Task details
Without any of their pictures, return all of the records exactly.

Excerpted data

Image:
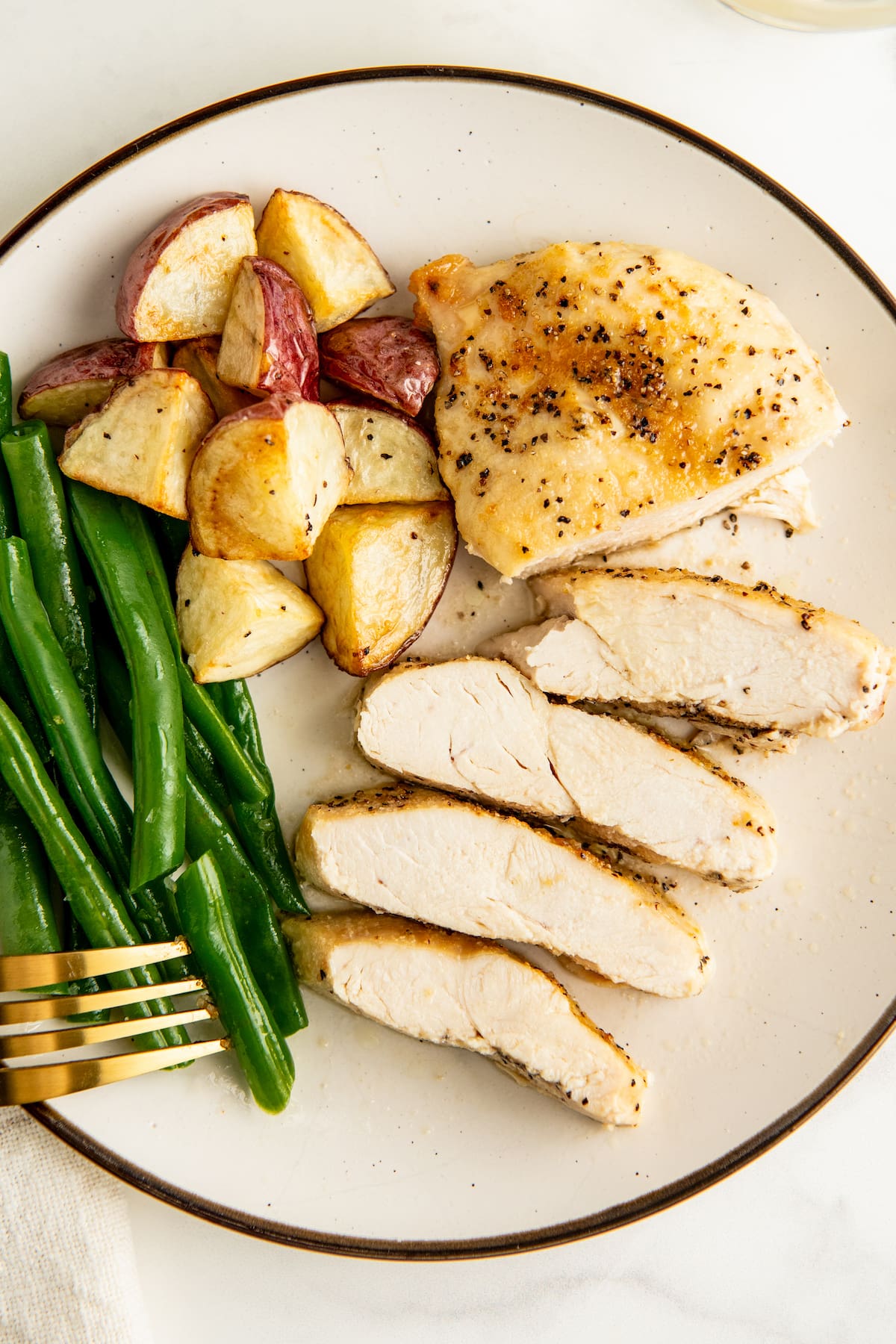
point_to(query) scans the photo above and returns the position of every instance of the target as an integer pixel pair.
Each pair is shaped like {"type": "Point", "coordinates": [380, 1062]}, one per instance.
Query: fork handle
{"type": "Point", "coordinates": [43, 968]}
{"type": "Point", "coordinates": [23, 1086]}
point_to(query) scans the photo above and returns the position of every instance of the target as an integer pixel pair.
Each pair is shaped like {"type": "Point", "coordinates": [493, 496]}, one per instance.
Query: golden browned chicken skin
{"type": "Point", "coordinates": [597, 396]}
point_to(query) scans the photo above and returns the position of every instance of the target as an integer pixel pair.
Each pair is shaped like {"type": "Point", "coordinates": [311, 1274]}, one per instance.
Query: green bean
{"type": "Point", "coordinates": [208, 830]}
{"type": "Point", "coordinates": [75, 940]}
{"type": "Point", "coordinates": [27, 918]}
{"type": "Point", "coordinates": [7, 507]}
{"type": "Point", "coordinates": [45, 526]}
{"type": "Point", "coordinates": [15, 692]}
{"type": "Point", "coordinates": [258, 823]}
{"type": "Point", "coordinates": [159, 722]}
{"type": "Point", "coordinates": [202, 764]}
{"type": "Point", "coordinates": [208, 924]}
{"type": "Point", "coordinates": [94, 902]}
{"type": "Point", "coordinates": [172, 539]}
{"type": "Point", "coordinates": [242, 776]}
{"type": "Point", "coordinates": [65, 718]}
{"type": "Point", "coordinates": [13, 687]}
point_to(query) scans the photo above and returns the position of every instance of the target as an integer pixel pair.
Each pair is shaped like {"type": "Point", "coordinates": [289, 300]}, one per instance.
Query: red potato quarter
{"type": "Point", "coordinates": [388, 358]}
{"type": "Point", "coordinates": [78, 381]}
{"type": "Point", "coordinates": [269, 343]}
{"type": "Point", "coordinates": [199, 358]}
{"type": "Point", "coordinates": [265, 482]}
{"type": "Point", "coordinates": [238, 617]}
{"type": "Point", "coordinates": [335, 267]}
{"type": "Point", "coordinates": [141, 441]}
{"type": "Point", "coordinates": [393, 458]}
{"type": "Point", "coordinates": [179, 281]}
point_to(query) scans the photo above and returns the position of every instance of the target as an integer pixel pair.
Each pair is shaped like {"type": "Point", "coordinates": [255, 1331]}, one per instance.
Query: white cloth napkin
{"type": "Point", "coordinates": [67, 1266]}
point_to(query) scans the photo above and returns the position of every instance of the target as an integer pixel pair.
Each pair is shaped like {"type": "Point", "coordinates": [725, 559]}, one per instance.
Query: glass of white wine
{"type": "Point", "coordinates": [818, 15]}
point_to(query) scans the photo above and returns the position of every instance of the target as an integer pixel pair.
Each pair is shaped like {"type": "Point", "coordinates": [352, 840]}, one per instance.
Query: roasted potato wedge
{"type": "Point", "coordinates": [336, 268]}
{"type": "Point", "coordinates": [378, 571]}
{"type": "Point", "coordinates": [265, 482]}
{"type": "Point", "coordinates": [199, 358]}
{"type": "Point", "coordinates": [391, 457]}
{"type": "Point", "coordinates": [388, 358]}
{"type": "Point", "coordinates": [238, 617]}
{"type": "Point", "coordinates": [78, 381]}
{"type": "Point", "coordinates": [179, 280]}
{"type": "Point", "coordinates": [269, 342]}
{"type": "Point", "coordinates": [141, 443]}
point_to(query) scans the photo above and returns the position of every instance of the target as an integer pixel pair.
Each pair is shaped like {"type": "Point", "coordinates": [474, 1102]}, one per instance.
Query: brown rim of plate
{"type": "Point", "coordinates": [620, 1214]}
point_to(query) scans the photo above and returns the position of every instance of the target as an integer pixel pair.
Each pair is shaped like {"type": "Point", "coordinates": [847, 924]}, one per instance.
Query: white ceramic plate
{"type": "Point", "coordinates": [391, 1147]}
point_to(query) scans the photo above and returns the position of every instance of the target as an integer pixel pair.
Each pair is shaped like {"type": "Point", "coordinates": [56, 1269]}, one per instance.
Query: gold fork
{"type": "Point", "coordinates": [26, 1083]}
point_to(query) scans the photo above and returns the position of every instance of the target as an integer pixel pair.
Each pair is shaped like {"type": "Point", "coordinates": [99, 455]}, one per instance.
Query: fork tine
{"type": "Point", "coordinates": [42, 1082]}
{"type": "Point", "coordinates": [16, 1011]}
{"type": "Point", "coordinates": [47, 968]}
{"type": "Point", "coordinates": [65, 1038]}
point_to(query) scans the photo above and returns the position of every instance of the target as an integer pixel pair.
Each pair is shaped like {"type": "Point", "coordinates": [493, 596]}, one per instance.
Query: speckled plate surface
{"type": "Point", "coordinates": [394, 1148]}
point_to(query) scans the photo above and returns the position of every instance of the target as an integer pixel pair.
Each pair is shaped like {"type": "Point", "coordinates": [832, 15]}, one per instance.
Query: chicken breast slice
{"type": "Point", "coordinates": [673, 641]}
{"type": "Point", "coordinates": [428, 856]}
{"type": "Point", "coordinates": [601, 396]}
{"type": "Point", "coordinates": [479, 727]}
{"type": "Point", "coordinates": [455, 991]}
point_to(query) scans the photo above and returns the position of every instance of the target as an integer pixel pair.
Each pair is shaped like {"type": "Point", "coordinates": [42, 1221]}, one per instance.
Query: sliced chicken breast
{"type": "Point", "coordinates": [673, 641]}
{"type": "Point", "coordinates": [455, 991]}
{"type": "Point", "coordinates": [480, 729]}
{"type": "Point", "coordinates": [429, 856]}
{"type": "Point", "coordinates": [601, 396]}
{"type": "Point", "coordinates": [786, 497]}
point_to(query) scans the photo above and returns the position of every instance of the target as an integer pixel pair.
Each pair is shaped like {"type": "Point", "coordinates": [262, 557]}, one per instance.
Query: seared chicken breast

Exercise answer
Image:
point_to(query) scans the photo above and returns the position of every instance of the target as an integer pixel pair.
Each pair is shaped like {"type": "Point", "coordinates": [380, 1062]}, one per instance.
Query: fork handle
{"type": "Point", "coordinates": [43, 968]}
{"type": "Point", "coordinates": [23, 1086]}
point_to(query) scans the photo above and returns the position of every instance of the target as an integer pixel pair.
Each pair is shaped like {"type": "Point", "coordinates": [493, 496]}, one per instance.
Query: golden browned chicken skin
{"type": "Point", "coordinates": [597, 396]}
point_to(query) scans the photo above and returns the position of every instance of the target as an integer pixel pair.
Each pair is shaped like {"type": "Point", "coordinates": [311, 1274]}, one per instance.
Query: green bean
{"type": "Point", "coordinates": [208, 830]}
{"type": "Point", "coordinates": [75, 940]}
{"type": "Point", "coordinates": [27, 918]}
{"type": "Point", "coordinates": [7, 507]}
{"type": "Point", "coordinates": [45, 526]}
{"type": "Point", "coordinates": [15, 692]}
{"type": "Point", "coordinates": [258, 823]}
{"type": "Point", "coordinates": [159, 722]}
{"type": "Point", "coordinates": [202, 764]}
{"type": "Point", "coordinates": [208, 924]}
{"type": "Point", "coordinates": [94, 902]}
{"type": "Point", "coordinates": [172, 539]}
{"type": "Point", "coordinates": [242, 776]}
{"type": "Point", "coordinates": [65, 718]}
{"type": "Point", "coordinates": [13, 687]}
point_to(query) scans the photo above and returns the position of every instance of the target as an integer pixel pair.
Each pair is shaped like {"type": "Point", "coordinates": [289, 300]}, one per instance.
Query: red potato quarter
{"type": "Point", "coordinates": [388, 358]}
{"type": "Point", "coordinates": [78, 381]}
{"type": "Point", "coordinates": [269, 343]}
{"type": "Point", "coordinates": [199, 358]}
{"type": "Point", "coordinates": [265, 482]}
{"type": "Point", "coordinates": [238, 617]}
{"type": "Point", "coordinates": [335, 267]}
{"type": "Point", "coordinates": [141, 441]}
{"type": "Point", "coordinates": [393, 458]}
{"type": "Point", "coordinates": [179, 281]}
point_to(query) scans the photo above and returns the position of every instance of the target as an integer pixel pair.
Each pair is shaped like {"type": "Point", "coordinates": [255, 1331]}, one per instance.
Query: white cloth napkin
{"type": "Point", "coordinates": [67, 1266]}
point_to(query) scans the photo above and returns the position of every instance of the target as an integer pixel pair.
Each pair is shaped like {"type": "Point", "coordinates": [725, 559]}, one per instance.
Query: glass of white wine
{"type": "Point", "coordinates": [818, 15]}
point_to(query) scans the photo above and returns the position of every instance of the target as an integer pixel pair.
Each pair is shaped like {"type": "Point", "coordinates": [352, 840]}, one per instance.
Query: roasted potato wedge
{"type": "Point", "coordinates": [336, 268]}
{"type": "Point", "coordinates": [378, 571]}
{"type": "Point", "coordinates": [265, 482]}
{"type": "Point", "coordinates": [199, 358]}
{"type": "Point", "coordinates": [391, 457]}
{"type": "Point", "coordinates": [388, 358]}
{"type": "Point", "coordinates": [238, 617]}
{"type": "Point", "coordinates": [78, 381]}
{"type": "Point", "coordinates": [179, 280]}
{"type": "Point", "coordinates": [269, 342]}
{"type": "Point", "coordinates": [141, 443]}
point_to(query) scans the photo above and returns the position of every instance of the target as an integer pixel pair.
Each pair is shaped like {"type": "Point", "coordinates": [474, 1102]}, one per instance.
Query: brown rim of plate
{"type": "Point", "coordinates": [620, 1214]}
point_to(query) scans the photo above and returns the position of every instance of the target as an integer pixel pair.
Each pair is shaped like {"type": "Point", "coordinates": [847, 924]}, one per instance.
Query: white ceramic plate
{"type": "Point", "coordinates": [391, 1147]}
point_to(query) scans the photo above and returns the position of every instance of the target as an integer pixel pair.
Each pair is shaped like {"type": "Point", "coordinates": [56, 1269]}, one per instance.
Query: gold fork
{"type": "Point", "coordinates": [26, 1083]}
point_to(query) scans the photo above and returns the position of every instance of the target as an integer pixel pair.
Each pair is shaped like {"type": "Point", "coordinates": [99, 455]}, one per instance.
Query: fork tine
{"type": "Point", "coordinates": [42, 1082]}
{"type": "Point", "coordinates": [16, 1011]}
{"type": "Point", "coordinates": [47, 968]}
{"type": "Point", "coordinates": [65, 1038]}
point_to(query) scans the photo above and returns the position of every instance of the target as an integer pixel pair.
Each pair is shaped like {"type": "Point", "coordinates": [493, 596]}, one per instance.
Query: speckled plate surface
{"type": "Point", "coordinates": [394, 1148]}
point_to(query) scans the photo above and returns the position of every instance of the target as an integer pixel pair.
Each pair is shaped like {"type": "Point", "coordinates": [832, 15]}, one per instance.
Query: chicken breast slice
{"type": "Point", "coordinates": [673, 641]}
{"type": "Point", "coordinates": [428, 856]}
{"type": "Point", "coordinates": [601, 396]}
{"type": "Point", "coordinates": [479, 727]}
{"type": "Point", "coordinates": [455, 991]}
point_to(query) scans the photo above and returns the position of every instance of the target as an integer pixel pair.
Each pair is shaped like {"type": "Point", "coordinates": [42, 1221]}, one per instance.
Query: sliced chicken breast
{"type": "Point", "coordinates": [673, 641]}
{"type": "Point", "coordinates": [455, 991]}
{"type": "Point", "coordinates": [480, 729]}
{"type": "Point", "coordinates": [429, 856]}
{"type": "Point", "coordinates": [601, 396]}
{"type": "Point", "coordinates": [786, 497]}
point_to(query) scans the photo above and returns the position of every instance of the target as an integer pixel pair.
Each pair is shaped like {"type": "Point", "coordinates": [262, 557]}, one per instance.
Query: seared chicken breast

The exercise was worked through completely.